**TASK DIRECTIONS**
Reproduce each line of the records below word for word, leaving out the pictures.

#####

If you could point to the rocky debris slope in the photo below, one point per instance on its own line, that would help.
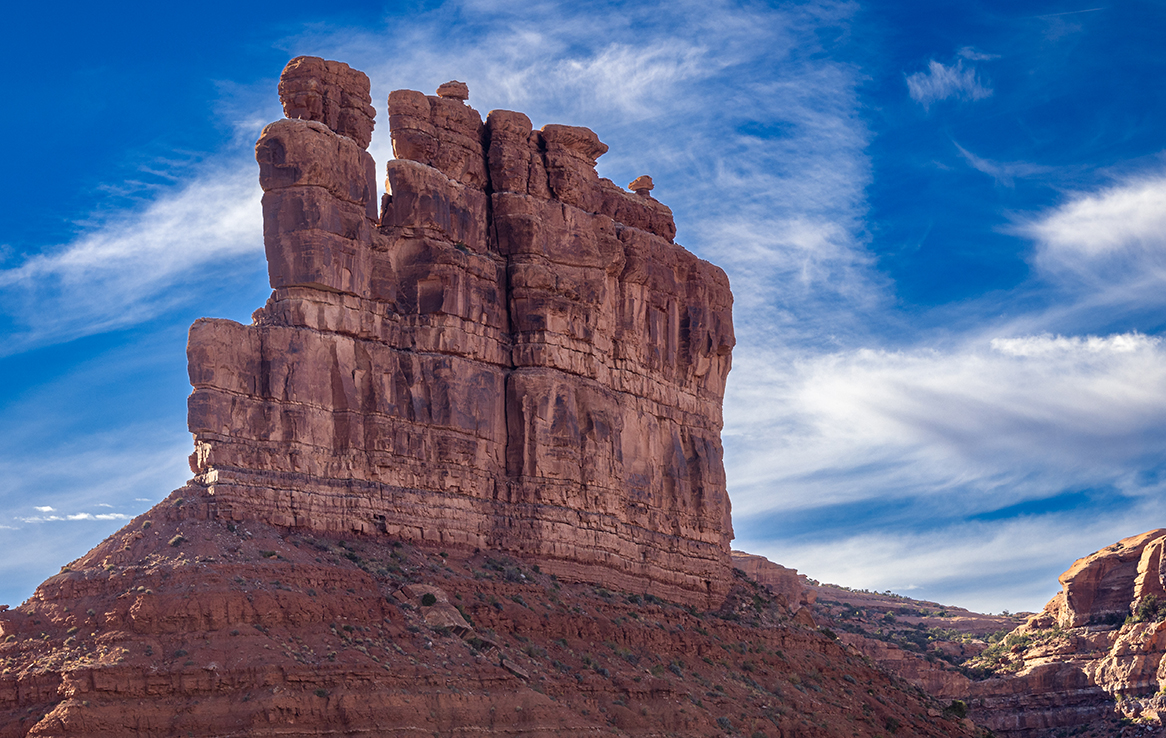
(1091, 656)
(507, 352)
(183, 624)
(922, 641)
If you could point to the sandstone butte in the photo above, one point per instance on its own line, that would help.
(1093, 653)
(462, 475)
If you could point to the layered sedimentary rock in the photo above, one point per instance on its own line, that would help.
(1095, 648)
(792, 588)
(510, 352)
(182, 624)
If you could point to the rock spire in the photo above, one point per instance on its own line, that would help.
(505, 352)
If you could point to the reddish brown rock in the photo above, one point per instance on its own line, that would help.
(532, 366)
(454, 429)
(1101, 639)
(250, 630)
(329, 92)
(792, 588)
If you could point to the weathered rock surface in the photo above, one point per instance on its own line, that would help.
(245, 628)
(792, 588)
(511, 355)
(1095, 652)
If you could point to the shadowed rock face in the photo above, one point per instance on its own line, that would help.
(1100, 639)
(508, 353)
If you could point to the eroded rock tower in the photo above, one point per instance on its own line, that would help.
(506, 352)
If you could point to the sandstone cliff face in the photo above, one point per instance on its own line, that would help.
(507, 353)
(1095, 651)
(183, 624)
(792, 588)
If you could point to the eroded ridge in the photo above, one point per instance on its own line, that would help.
(508, 352)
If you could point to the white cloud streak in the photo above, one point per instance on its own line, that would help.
(1004, 173)
(996, 422)
(137, 264)
(941, 83)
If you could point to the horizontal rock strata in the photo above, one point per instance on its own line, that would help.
(1094, 652)
(508, 353)
(183, 625)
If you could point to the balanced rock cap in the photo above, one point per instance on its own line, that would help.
(454, 90)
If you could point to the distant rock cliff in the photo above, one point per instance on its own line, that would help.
(1093, 655)
(508, 353)
(462, 476)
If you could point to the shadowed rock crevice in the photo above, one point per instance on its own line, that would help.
(511, 355)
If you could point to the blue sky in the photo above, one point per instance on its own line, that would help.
(945, 226)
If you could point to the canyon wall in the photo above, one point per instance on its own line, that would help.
(506, 352)
(1093, 654)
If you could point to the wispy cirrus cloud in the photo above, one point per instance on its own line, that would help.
(1004, 173)
(999, 421)
(943, 82)
(134, 264)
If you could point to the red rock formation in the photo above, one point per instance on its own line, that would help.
(182, 624)
(1101, 639)
(513, 356)
(792, 588)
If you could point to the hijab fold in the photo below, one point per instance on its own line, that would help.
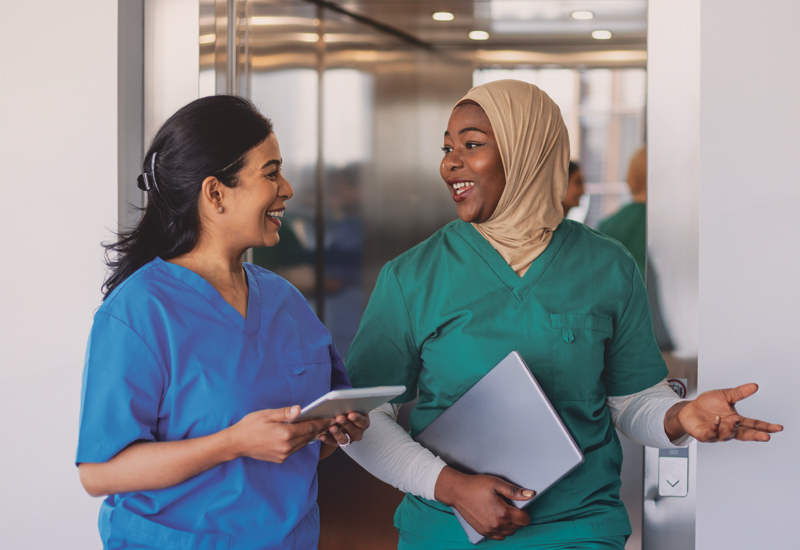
(534, 148)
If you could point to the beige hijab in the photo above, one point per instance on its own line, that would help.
(534, 148)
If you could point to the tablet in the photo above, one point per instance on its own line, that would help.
(361, 400)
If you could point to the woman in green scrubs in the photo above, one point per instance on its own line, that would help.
(511, 273)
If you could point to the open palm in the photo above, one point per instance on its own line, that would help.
(712, 416)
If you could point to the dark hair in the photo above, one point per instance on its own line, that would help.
(573, 167)
(210, 136)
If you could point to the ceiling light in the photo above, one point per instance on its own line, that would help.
(274, 20)
(582, 15)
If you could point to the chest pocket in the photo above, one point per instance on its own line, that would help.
(308, 372)
(578, 354)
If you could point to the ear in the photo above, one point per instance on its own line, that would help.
(212, 193)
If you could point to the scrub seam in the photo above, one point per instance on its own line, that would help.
(393, 268)
(155, 357)
(150, 265)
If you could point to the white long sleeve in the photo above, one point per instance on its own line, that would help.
(388, 452)
(640, 416)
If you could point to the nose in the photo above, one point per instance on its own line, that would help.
(285, 190)
(452, 162)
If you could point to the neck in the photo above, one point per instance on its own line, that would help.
(214, 260)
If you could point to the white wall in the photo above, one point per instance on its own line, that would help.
(58, 152)
(171, 60)
(750, 264)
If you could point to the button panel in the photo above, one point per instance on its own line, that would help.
(673, 472)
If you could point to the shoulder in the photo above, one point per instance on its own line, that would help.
(276, 285)
(146, 281)
(596, 246)
(425, 253)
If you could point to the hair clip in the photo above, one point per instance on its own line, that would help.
(147, 181)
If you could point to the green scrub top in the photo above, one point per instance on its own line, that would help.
(629, 226)
(448, 310)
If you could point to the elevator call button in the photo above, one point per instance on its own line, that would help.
(673, 472)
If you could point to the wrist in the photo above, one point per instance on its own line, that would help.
(672, 421)
(447, 485)
(231, 447)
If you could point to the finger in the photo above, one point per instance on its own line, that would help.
(518, 518)
(734, 395)
(360, 420)
(728, 427)
(512, 491)
(761, 426)
(348, 427)
(339, 434)
(281, 415)
(309, 429)
(745, 434)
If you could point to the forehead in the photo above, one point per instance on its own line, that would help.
(468, 115)
(265, 151)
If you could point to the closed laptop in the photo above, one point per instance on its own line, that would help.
(504, 426)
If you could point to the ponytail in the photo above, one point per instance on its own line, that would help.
(210, 136)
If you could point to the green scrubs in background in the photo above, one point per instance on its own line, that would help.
(448, 310)
(629, 226)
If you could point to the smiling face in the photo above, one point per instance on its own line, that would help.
(257, 203)
(472, 167)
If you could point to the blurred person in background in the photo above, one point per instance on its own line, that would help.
(572, 198)
(629, 224)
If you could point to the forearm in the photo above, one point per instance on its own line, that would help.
(147, 466)
(643, 417)
(389, 453)
(672, 424)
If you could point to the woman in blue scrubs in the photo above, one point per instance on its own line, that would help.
(195, 360)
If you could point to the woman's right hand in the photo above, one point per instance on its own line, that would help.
(265, 435)
(481, 500)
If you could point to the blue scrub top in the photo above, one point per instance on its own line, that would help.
(169, 359)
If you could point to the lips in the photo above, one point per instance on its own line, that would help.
(460, 188)
(275, 215)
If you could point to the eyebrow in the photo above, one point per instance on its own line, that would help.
(273, 161)
(465, 130)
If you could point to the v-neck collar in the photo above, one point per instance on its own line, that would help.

#####

**FINISHED ANSWER**
If you could point to the rocky debris slope in the photo below, one point per instance on its own line, that would help.
(1091, 656)
(507, 352)
(183, 624)
(922, 641)
If you could point to the sandstone butte in the photo above, one point per instance on its own line, that would help.
(1093, 653)
(462, 475)
If you could point to the layered sedimentary rock in the photo above, one point per instance on its own line, that would help.
(1095, 648)
(792, 588)
(510, 352)
(182, 624)
If you could point to the rock spire in the photo above, one point per instance on its own line, that would help.
(505, 352)
If you could point to the reddish brown rock in the photo above, one point per instance on its own line, that would help.
(532, 366)
(454, 429)
(1101, 639)
(250, 630)
(329, 92)
(792, 588)
If you could point to the weathered rock surface in the photo above, one point per instance on its own line, that would help.
(245, 628)
(792, 588)
(511, 355)
(1095, 652)
If you could point to the shadowed rock face in the photo above, one point per instance on its own line, that would help.
(1100, 639)
(508, 353)
If you could point to the eroded rock tower in the photo above, one point per instance on its own line, that would help.
(506, 352)
If you could point to the sandstone cliff face in the photo above, one point per instance on its own line, that would help.
(507, 353)
(1095, 651)
(183, 624)
(792, 588)
If you could point to the eroded ridge in the photo above, one point per instance on its own line, that would help.
(508, 352)
If you could point to the white cloud streak in the photo above, one point per instance on its own line, that would help.
(1004, 173)
(996, 422)
(137, 264)
(941, 83)
If you could point to the horizontal rock strata in the photo above, one point per instance on its own line, that would help.
(1094, 652)
(508, 353)
(183, 625)
If you could point to the balanced rock cap in the photo above, one point per instance on its own line, that would help.
(454, 90)
If you could point to the distant rock cliff in the photo above, one point per instance on its own line, that would help.
(1093, 655)
(508, 353)
(462, 476)
If you could point to the shadowed rock crevice in the photo above, one point per instance on its own line, that would help.
(511, 355)
If you could point to the blue sky in the photo above, one point per instance on its own line, that would help.
(945, 226)
If you could point to the canyon wall in the photo above, one point per instance on its own line, that would help.
(506, 352)
(1093, 654)
If you could point to the wispy cirrus cloud in the photo above, one point per instance on its own line, that would help.
(1004, 173)
(999, 421)
(943, 82)
(134, 264)
If you could point to the red rock formation in the photo above, one point per instance on its own line, that would help.
(182, 624)
(1101, 639)
(513, 356)
(792, 588)
If you could point to the hijab fold in the photo below, one point per instance on its own line, that would help.
(534, 148)
If you could point to the beige hijab in the photo above, one point per instance on its own line, that would help.
(534, 148)
If you could point to the tablet in the photo above, one point per instance on its own line, that would help.
(361, 400)
If you could point to the woman in green scrubs in the photo above, one point per instance on its own line, that would help.
(511, 273)
If you could point to the open palm in the photo above, one point per instance on its own line, that would help.
(712, 416)
If you could point to the dark hair in the photo above, one point per instance on its own line, that would help.
(573, 167)
(210, 136)
If you could point to the ceiling light in the photo above, one point per instance on its own line, that would help.
(274, 20)
(582, 15)
If you could point to the chest pocket in the photo above, one point per instance on its own line, that would help.
(308, 372)
(578, 354)
If you could point to the ear in the photo above, one point per instance on its own line, that would help.
(212, 193)
If you could point to the scrub seam in the photo above, one point per instance on its own line, that would help.
(393, 268)
(155, 357)
(150, 265)
If you could point to the white long sleeve in the photo above, one point per instance on its own line, that would help.
(388, 452)
(640, 416)
If you could point to the nose in the photo above, one point per instance on its own line, that would help.
(285, 190)
(452, 162)
If you could point to the neck in the photo above, one point per instance on its own line, that would help.
(214, 260)
If you could point to the white wall in the photo above, one point per instance on its own line, that would help.
(58, 152)
(171, 60)
(750, 264)
If you could point to the button panel in the photo above, one point per instance on its own line, that would help.
(673, 472)
If you could point to the shoulder in the photo above, one point per instance on its own line, that would help.
(276, 285)
(146, 281)
(596, 246)
(425, 253)
If you could point to the hair clip in the photo above, one point per instance on its own line, that would help.
(147, 181)
If you could point to the green scrub top in the photo above, one point per instance on its own line, that would help.
(629, 226)
(448, 310)
If you could point to the elevator call button in the photo above, one point per instance on its own line, that would help.
(673, 472)
If you could point to the wrist in the photo above, one point per instance on its own line, that would help.
(672, 421)
(447, 485)
(231, 447)
If you could point to the finger in the photo above, one point per instance on its own line, that would help.
(518, 518)
(734, 395)
(360, 420)
(728, 427)
(512, 491)
(761, 426)
(348, 427)
(339, 434)
(281, 415)
(309, 429)
(745, 434)
If you could point to the forehead in the photo above, one point per instance on its own line, that would help.
(468, 115)
(265, 151)
If you could point to the closed laptop in the photo above, one point per instance on its own line, that would help.
(504, 426)
If you could point to the ponytail in the photo above, one point per instance on its own line, that would help.
(210, 136)
If you could point to the green scrubs in background in the photo above, one point per instance on its own line, that would help.
(448, 310)
(629, 226)
If you could point to the smiling face in the photo above, one point per instance on its own line, that would help.
(257, 203)
(472, 167)
If you could point to the blurred person in background in the photo above, one point per instance on its own line, that would help.
(572, 198)
(629, 224)
If you could point to the forearm in the photo above, one point per instance on its own line, that would help.
(147, 466)
(643, 417)
(389, 453)
(672, 424)
If you could point to the woman in blue scrubs in the photo above, one point per instance on its own line, that would help.
(195, 360)
If you could point to the woman's right hand in the photo above, one point per instance on its own line, that would help.
(265, 435)
(481, 500)
If you could point to the blue scrub top in the photo above, one point per instance on its own line, that would help.
(169, 359)
If you could point to the lips in the photo above, one point per instance on its own line, that would help.
(460, 188)
(275, 215)
If you could point to the eyebrow in the photo above, one point per instance on its own line, that would help.
(273, 161)
(465, 130)
If you could point to the v-neck collar in the photo above, one point per instance on its own line, that would help.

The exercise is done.